§ Цель задания:
Напишите продолжение отрывка об обороне Сталинграда, начав сразу после его последнего предложения.

§ Отрывок текста:

⟨

Это были очень трудные дни. Ударная группировка армии Паулюса усиливала натиск в районе Гумрака и на левом фланге. В атаках участвовали сотни танков. Расчищая своим войскам путь к Волге, враг неистово бомбил наш передний край, бросал десятки самолетов на каждую высотку, контролирующую нужные ему дороги, на каждую рощицу пригородных лесопосадок, на каждый овраг, где предполагал сосредоточение наших резервов.
Нашей авиации немного прибавилось - кроме 8-й воздушной армии Т. Т. Хрюкина, долго разрывавшейся на два фронта, под Сталинградом уже находилась 16-я воздушная армия генерала С. И. Руденко. Но господствовал в воздухе еще враг. А небо изо дня в день - голубое, безоблачное... Любая перегруппировка или переброска даже небольшой части с одного участка на другой, в чем нередко возникала срочная надобность, практически были возможны только до рассвета.
Мы продолжали надеяться, что войска Сталинградского фронта пробьются с севера к нашему орловскому выступу. Тогда немцы, вышедшие к Волге, оказались бы отрезанными и вся обстановка могла измениться. А тем временем подоспели бы ожидавшиеся подкрепления...
Пока же положение армии ухудшалось. Продвигаясь вдоль железной дороги Сталинград - Лихая, гитлеровцы овладели станцией Воропоново, второй от города (первой была Садовая). Это увеличило для нас опасность оказаться отрезанными от 64-й армии.
Стремясь предотвратить захват Воропоново, командарм решил перебросить на левый фланг 35-ю гвардейскую дивизию генерал-майора В. А. Глазкова. Это решение принималось не без колебаний, ибо означало сопряженное с определенным риском ослабление обороны в центре. И к сожалению, оказалось запоздалым: в бой за Воропопово, когда оно еще было в наших руках, успели вступить лишь два батальона дивизии с самим комдивом во главе. Дрались гвардейцы доблестно, однако предотвратить захват станции эти батальоны не могли.
Одновременно противник потеснил нас на центральном участке, между Гумраком и Городищем. Прибывший туда генерал-лейтенант Ф. И. Голиков и находившиеся с ним командиры из штаба фронта взяли на себя организацию контратаки 23-го танкового корпуса, которая хотя и не восстановила прежнего положения, но задержала продвижение врага.
Контратаки предпринимались на многих участках. Относительно крупные планировались накануне, после анализа итогов боевого дня. В оперативных документах решение на контратаку в таких случаях формулировалось как переход частью сил в наступление.

⟩

[Фрагменты данных о размеченных областях]
⟨

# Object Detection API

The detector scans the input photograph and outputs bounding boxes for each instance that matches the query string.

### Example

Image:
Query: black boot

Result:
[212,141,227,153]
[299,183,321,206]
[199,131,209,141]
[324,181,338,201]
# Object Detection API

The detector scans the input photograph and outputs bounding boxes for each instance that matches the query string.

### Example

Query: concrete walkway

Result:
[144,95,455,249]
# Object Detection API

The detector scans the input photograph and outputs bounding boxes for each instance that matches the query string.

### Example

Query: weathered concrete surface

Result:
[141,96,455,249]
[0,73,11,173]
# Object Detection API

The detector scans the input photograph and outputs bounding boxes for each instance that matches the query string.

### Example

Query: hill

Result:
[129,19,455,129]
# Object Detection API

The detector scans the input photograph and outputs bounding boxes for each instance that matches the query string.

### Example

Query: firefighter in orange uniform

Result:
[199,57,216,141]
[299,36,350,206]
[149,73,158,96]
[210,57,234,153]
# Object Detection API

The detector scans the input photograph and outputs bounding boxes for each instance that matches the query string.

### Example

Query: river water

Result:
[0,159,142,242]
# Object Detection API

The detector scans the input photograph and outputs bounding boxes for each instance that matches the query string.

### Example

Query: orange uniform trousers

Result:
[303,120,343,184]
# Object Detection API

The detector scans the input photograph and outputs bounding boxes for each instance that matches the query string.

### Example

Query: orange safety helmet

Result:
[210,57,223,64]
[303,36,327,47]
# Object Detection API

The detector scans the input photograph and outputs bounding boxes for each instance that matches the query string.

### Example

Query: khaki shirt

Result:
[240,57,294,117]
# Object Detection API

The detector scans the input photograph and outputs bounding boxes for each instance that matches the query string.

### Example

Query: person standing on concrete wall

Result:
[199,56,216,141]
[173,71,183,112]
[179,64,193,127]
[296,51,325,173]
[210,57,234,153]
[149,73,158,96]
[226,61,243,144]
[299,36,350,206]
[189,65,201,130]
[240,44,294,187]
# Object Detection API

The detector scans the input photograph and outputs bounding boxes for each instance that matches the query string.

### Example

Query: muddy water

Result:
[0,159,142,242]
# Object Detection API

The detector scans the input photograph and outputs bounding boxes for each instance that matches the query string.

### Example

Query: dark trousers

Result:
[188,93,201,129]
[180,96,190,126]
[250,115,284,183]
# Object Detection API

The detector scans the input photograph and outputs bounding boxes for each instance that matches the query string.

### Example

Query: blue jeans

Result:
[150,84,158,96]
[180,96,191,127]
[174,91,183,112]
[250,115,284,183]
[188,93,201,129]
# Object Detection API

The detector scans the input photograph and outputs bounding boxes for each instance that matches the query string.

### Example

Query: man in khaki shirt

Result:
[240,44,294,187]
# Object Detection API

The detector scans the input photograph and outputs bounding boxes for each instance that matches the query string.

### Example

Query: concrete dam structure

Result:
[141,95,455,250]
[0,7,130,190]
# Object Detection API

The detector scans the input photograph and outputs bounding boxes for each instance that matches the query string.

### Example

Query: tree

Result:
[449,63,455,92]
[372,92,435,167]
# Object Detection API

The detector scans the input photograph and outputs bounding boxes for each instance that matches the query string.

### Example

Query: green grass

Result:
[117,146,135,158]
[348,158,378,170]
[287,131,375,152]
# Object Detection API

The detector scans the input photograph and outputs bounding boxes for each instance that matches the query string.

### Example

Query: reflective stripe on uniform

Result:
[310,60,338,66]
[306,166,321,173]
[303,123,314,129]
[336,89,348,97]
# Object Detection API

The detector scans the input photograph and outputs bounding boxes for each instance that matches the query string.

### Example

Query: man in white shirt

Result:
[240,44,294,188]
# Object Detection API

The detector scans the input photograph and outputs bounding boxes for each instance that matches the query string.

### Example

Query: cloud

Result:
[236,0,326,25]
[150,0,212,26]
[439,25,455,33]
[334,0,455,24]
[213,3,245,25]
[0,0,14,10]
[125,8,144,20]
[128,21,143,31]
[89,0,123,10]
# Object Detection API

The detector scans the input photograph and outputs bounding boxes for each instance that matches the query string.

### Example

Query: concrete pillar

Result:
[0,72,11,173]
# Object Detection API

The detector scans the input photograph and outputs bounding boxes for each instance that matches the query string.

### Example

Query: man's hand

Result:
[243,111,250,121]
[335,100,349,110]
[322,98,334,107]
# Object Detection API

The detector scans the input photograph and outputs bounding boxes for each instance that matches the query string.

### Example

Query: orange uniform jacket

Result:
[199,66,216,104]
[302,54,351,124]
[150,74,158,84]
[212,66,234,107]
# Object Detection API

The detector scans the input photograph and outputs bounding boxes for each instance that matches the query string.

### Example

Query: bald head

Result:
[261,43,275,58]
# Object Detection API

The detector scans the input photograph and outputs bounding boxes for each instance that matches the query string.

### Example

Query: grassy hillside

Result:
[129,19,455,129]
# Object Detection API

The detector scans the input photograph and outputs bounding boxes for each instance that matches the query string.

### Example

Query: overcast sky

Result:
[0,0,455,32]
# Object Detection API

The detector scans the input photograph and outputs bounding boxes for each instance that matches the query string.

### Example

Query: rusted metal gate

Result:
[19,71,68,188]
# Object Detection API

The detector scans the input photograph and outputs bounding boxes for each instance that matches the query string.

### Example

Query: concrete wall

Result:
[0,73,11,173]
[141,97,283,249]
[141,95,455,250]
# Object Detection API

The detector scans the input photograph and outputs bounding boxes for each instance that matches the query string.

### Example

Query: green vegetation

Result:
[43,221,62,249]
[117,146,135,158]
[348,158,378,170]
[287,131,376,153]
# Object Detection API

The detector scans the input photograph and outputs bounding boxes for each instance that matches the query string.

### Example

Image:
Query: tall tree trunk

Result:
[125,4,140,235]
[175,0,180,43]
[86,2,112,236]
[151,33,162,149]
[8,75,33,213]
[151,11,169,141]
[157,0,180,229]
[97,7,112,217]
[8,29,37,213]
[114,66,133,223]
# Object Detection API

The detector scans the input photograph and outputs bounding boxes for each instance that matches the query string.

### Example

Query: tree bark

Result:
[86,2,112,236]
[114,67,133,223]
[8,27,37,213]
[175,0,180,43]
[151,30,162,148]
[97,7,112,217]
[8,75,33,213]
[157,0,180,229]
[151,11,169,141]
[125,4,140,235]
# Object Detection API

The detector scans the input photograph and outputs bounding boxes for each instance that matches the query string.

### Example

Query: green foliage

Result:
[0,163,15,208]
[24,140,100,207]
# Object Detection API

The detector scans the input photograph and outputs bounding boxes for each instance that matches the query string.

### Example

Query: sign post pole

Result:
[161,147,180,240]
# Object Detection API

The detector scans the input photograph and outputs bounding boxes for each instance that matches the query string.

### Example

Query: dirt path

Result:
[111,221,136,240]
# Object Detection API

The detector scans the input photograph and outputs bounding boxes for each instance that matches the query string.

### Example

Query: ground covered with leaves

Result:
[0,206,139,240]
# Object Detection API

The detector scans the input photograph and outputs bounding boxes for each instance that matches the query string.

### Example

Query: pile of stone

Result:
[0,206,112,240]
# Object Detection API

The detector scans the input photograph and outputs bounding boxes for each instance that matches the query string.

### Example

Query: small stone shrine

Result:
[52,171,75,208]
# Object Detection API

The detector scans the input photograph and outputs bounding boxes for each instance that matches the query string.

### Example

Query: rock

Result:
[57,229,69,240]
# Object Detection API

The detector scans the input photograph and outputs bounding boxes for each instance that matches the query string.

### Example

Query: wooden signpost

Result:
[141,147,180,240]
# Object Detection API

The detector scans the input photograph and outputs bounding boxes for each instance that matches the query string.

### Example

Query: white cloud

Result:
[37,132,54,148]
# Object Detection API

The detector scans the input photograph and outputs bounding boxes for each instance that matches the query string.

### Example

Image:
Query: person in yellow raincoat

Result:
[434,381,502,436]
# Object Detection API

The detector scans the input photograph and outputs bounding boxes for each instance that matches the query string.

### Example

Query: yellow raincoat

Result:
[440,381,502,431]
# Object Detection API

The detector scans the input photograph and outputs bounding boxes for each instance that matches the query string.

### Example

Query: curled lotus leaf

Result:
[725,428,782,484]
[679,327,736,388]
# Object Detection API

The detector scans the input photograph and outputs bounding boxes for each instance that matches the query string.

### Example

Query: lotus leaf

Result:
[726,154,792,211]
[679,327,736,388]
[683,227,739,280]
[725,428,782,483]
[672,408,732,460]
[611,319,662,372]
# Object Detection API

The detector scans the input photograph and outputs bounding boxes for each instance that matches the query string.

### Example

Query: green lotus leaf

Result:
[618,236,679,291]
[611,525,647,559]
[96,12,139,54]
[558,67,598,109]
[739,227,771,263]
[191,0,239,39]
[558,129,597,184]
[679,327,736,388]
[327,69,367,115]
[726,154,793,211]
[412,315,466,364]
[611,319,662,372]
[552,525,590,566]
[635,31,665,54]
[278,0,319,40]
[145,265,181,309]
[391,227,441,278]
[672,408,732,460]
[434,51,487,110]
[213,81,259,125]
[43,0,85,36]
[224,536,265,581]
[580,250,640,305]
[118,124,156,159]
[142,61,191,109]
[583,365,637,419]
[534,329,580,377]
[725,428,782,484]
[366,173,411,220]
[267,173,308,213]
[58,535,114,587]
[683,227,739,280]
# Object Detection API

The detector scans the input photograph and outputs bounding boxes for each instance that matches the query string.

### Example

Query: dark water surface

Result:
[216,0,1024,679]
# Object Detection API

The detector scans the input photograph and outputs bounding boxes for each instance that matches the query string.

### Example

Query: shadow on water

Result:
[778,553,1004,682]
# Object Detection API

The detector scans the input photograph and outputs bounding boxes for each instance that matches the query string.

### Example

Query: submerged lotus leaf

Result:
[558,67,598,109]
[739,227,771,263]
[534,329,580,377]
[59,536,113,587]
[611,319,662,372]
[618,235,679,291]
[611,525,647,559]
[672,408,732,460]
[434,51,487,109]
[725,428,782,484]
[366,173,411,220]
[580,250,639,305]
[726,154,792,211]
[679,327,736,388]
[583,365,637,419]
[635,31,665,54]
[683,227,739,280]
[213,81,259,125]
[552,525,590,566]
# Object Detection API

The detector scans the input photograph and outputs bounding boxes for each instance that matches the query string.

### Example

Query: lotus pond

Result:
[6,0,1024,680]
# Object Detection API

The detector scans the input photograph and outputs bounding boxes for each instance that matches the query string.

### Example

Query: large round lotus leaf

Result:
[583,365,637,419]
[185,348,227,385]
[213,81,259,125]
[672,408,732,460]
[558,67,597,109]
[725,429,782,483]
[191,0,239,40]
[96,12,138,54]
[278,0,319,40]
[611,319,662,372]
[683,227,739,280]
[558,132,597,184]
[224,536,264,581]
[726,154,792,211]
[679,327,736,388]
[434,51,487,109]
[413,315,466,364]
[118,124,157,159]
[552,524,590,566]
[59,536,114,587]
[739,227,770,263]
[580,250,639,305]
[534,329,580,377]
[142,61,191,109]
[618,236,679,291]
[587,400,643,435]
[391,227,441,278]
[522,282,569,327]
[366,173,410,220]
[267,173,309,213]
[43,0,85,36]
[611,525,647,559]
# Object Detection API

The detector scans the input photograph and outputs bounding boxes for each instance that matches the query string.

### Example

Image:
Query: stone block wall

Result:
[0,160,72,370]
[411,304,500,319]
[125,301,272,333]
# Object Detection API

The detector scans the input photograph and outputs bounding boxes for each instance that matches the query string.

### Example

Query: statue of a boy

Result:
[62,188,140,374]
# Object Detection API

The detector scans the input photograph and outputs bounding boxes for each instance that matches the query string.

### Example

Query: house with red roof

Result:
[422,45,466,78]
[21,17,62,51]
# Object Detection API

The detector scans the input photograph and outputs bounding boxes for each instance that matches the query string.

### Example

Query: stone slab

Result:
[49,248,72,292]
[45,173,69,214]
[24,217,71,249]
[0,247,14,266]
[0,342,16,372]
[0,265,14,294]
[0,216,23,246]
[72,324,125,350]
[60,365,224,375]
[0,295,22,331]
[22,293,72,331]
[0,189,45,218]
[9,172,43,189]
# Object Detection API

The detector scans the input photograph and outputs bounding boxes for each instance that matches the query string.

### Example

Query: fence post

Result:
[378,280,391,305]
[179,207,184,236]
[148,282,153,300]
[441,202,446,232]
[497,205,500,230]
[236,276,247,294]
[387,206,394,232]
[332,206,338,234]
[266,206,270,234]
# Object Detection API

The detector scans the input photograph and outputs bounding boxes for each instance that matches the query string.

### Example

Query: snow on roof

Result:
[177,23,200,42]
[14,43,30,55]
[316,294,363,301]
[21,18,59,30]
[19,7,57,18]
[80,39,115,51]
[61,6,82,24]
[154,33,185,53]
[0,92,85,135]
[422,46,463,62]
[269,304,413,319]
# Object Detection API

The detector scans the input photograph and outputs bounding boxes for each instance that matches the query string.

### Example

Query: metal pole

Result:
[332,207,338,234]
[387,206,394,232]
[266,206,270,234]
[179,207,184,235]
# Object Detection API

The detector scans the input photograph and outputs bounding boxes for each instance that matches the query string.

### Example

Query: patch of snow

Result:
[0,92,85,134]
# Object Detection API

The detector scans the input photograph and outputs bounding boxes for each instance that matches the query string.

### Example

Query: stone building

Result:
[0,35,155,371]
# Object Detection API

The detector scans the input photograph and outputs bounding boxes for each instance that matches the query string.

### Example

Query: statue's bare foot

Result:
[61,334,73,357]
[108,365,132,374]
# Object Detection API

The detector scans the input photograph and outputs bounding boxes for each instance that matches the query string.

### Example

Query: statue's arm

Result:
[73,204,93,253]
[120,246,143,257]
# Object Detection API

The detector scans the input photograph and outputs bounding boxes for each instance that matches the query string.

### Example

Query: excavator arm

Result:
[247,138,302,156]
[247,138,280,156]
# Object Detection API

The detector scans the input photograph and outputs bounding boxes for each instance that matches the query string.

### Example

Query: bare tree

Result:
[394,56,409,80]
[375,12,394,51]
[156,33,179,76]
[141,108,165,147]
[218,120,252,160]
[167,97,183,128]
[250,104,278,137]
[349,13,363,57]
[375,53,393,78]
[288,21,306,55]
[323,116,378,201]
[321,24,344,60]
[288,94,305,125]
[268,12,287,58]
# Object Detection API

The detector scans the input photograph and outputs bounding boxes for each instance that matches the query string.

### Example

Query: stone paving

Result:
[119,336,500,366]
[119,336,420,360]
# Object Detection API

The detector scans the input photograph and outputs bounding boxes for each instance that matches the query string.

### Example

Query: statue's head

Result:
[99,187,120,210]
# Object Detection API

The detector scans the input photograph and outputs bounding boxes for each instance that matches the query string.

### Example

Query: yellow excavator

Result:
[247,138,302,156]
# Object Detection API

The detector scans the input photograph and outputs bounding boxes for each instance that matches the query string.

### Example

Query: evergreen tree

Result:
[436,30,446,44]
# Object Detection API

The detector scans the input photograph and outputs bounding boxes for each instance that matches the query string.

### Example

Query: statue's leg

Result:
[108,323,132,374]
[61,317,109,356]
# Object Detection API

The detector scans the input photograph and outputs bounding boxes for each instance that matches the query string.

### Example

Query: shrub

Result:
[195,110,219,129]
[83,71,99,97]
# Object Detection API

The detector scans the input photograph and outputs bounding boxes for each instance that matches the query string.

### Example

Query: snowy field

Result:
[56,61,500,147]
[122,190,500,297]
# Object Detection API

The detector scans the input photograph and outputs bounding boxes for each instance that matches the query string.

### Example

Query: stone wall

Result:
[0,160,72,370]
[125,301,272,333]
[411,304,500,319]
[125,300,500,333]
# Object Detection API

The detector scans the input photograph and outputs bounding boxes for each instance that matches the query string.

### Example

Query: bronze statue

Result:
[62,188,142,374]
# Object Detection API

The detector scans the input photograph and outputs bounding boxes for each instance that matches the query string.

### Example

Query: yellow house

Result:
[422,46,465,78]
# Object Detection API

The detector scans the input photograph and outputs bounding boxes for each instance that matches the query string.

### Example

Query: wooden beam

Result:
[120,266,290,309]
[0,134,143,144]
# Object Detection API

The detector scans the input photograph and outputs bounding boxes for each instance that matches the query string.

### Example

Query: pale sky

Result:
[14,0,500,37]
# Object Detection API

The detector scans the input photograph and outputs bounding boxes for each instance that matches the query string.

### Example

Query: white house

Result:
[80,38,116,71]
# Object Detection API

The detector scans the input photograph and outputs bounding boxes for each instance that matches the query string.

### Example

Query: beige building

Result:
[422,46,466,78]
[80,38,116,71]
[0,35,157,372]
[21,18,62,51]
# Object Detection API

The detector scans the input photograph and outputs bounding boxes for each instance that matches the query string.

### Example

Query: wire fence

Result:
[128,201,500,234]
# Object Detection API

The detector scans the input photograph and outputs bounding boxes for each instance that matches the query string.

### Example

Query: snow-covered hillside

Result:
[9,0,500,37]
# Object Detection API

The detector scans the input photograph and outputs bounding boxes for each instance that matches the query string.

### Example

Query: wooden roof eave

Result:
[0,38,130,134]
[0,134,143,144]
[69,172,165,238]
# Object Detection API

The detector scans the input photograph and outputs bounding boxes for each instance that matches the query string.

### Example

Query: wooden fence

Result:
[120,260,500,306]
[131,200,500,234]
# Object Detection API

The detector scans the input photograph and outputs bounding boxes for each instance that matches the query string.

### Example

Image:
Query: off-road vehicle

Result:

⟩

§ Правильный ответ:
Некоторые из этих приказов выглядят сейчас довольно внушительно: в наступление на узком участке переходит целая дивизия, а то и две-три!.. А иная дивизия по числу бойцов соответствовала нескольким ротам. Это, понятно, учитывали, определяя цели контратак. И все же надо признать: цели не всегда назначались достижимые. Отчасти, должно быть, потому, что дивизию, пока она именуется дивизией, все-таки трудно окончательно приравнять к полку или батальону. Бывали просчеты также из-за приуменьшенной оценки сил конкретного противника.
5 сентября переходила в наступление группа Крылова. Задача, поставленная командармом, предусматривала нанесение удара в направлении высоты 145,8 и поселка Поляковка, недавно захваченных гитлеровцами. После этого бригада Бурмакова, единственная в составе группы полнокровная стрелковая часть, должна была продвигаться к долине Царицы и дальше, на Алексеевну (вблизи станции Воропоново), охватывая с запада противника, пересекшего железнодорожную ветку Алексеевка - Гумрак, и но допуская его отхода.
Как будто все было ясно. Но беда заключалась в том, что неприятельские силы на этом участке уже значительно превосходили по численности те наши части, которыми предполагалось их охватить.
Докладывать командарму, почему поставленная задача не могла быть выполнена, мне, однако, не пришлось. На исходе того же дня поступила неожиданная, во всяком случае для меня, телеграмма Военного совета фронта об отстранении генерала Лопатина от должности. Принять командование войсками 62-й армии приказывалось мне.
Телеграмму мы прочитали вместе с Гуровым. Кузьма Акимович положил руку мне на плечо и медленно, с какой-то суровой убежденностью произнес:
- Так надо, Николай Иванович. Так надо.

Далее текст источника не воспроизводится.